══ Passage given ══

# BAMF Rc4.9 - app 2 sd



## ruddogg (Jul 11, 2011)

Hi all,

I just flashed BAMF rc4.9, was moving apps 2 sd when it said my sd card is full. However, the card still has 18gb free. Any ideas? Do you know where/what folder app 2 sd stores files? Do the old application files prior to full wipe of the phone still the use space on the sd card?


----------



## SoDev (Jul 5, 2011)

I'm on cm7 and had the opposite happen. Couldn't move to phone with plenty of memory. Was saying I didn't have enough memory. I just tried it again and no problem. I'm uninstalling. Can't trust that app.

You can do it in manage applications anyway. Have you tried from there?

Sent from the Bolt via Tapatalk


----------



## ruddogg (Jul 11, 2011)

SoDev said:


> I'm on cm7 and had the opposite happen. Couldn't move to phone with plenty of memory. Was saying I didn't have enough memory. I just tried it again and no problem. I'm uninstalling. Can't trust that app.
> 
> You can do it in manage applications anyway. Have you tried from there?
> 
> Sent from the Bolt via Tapatalk


I'll try it


----------



## Dork6243 (Jul 16, 2011)

This happens to me whenever I try to update an app, only solution I've found is to un-install than re-install.


----------



## JacksWastedTime (Jul 17, 2011)

═══

Challenge 1: Reproduce the rows that follow this forum thread word for word, leaving out the pictures.

══ Source material ══

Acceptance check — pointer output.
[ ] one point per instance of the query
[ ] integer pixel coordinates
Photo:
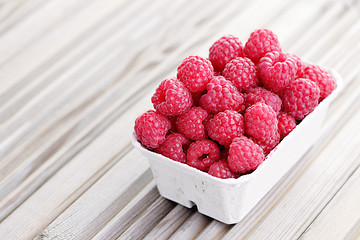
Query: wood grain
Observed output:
(75, 74)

═══

Challenge 2: Resume the forum thread above about moving apps to the SD card under BAMF Rc4.9, picking up from the point where it stops.

Final result 1:
Acceptance check — pointer output.
[ ] one point per instance of the query
[ ] integer pixel coordinates
Photo:
Query: wood grain
Observed output:
(75, 74)

Final result 2:
I had this almost. How many back ups do you have saved to your phone from flashing? Cause each one is about 800MB. Check up under clockwordmod> backups.

Sent from my Thunderbolt using Tapatalk


----------



## ruddogg (Jul 11, 2011)

Dork6243 said:


> This happens to me whenever I try to update an app, only solution I've found is to un-install than re-install.


So the apps that I had problems moving to the SD card that said my SD card was full, I uninstalled & reinstalled from the Market. Now they move to the SD card no problem.


----------



## ruddogg (Jul 11, 2011)

JacksWastedTime said:


> I had this almost. How many back ups do you have saved to your phone from flashing? Cause each one is about 800MB. Check up under clockwordmod> backups.
> 
> Sent from my Thunderbolt using Tapatalk


I deleted most of my nandroid backups, only kept the most recent one, but that was FROYO BAMF 1.8.6...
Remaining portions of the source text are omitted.